PROBLEM REQUIREMENTS: Tally the lines in the data listing below that contain the string "strap", with case counting, and give only the number.

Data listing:
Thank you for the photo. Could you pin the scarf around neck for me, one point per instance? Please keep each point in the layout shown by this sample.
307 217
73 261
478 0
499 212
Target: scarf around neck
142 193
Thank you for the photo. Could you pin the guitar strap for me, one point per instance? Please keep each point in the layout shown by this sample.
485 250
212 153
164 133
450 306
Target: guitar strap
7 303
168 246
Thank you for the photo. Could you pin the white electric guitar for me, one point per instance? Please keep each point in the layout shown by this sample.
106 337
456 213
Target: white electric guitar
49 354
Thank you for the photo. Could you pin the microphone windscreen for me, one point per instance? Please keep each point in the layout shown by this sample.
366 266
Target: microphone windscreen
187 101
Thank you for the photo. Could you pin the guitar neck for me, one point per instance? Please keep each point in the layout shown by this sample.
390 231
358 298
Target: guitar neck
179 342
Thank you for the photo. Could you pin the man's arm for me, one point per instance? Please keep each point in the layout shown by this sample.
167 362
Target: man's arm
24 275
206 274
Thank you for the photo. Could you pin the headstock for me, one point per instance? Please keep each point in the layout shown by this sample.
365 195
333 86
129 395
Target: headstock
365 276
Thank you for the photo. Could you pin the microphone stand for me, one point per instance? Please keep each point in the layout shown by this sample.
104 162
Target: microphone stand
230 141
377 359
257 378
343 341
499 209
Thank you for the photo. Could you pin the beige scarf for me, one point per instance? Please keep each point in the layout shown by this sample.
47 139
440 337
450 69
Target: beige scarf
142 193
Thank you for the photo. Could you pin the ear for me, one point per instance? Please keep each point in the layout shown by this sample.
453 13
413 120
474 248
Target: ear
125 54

---

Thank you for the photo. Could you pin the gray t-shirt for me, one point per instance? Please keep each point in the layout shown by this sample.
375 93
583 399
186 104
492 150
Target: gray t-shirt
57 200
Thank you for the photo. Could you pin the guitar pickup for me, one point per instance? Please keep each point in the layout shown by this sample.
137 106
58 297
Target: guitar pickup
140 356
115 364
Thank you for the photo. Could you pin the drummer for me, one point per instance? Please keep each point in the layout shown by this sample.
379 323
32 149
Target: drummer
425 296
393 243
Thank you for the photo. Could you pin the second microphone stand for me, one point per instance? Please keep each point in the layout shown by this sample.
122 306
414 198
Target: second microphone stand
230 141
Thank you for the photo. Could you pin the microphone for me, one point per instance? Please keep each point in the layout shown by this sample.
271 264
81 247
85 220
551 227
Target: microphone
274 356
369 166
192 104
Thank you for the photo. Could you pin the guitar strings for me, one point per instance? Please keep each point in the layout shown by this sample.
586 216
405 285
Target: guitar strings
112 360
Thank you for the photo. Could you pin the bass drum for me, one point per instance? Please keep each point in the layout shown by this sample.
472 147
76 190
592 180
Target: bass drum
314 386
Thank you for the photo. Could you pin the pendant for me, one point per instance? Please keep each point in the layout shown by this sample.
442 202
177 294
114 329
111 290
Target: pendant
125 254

SOLUTION TO THE EXERCISE: 2